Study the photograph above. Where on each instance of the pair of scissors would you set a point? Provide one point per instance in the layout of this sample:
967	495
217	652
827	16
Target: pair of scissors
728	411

----------------------------------------

> **УСЛОВИЕ ЗАДАНИЯ**
Оформите все строки выше в виде таблицы Markdown со столбцами «№» и «Строка», где указаны номер строки и её текст. Пустые строки в таблицу не включайте.

> **ОТВЕТ К ЗАДАНИЮ**
| № | Строка |
|---|---|
| 1 | Study the photograph above. Where on each instance of the pair of scissors would you set a point? Provide one point per instance in the layout of this sample: |
| 2 | 967	495 |
| 3 | 217	652 |
| 4 | 827	16 |
| 5 | Target: pair of scissors |
| 6 | 728	411 |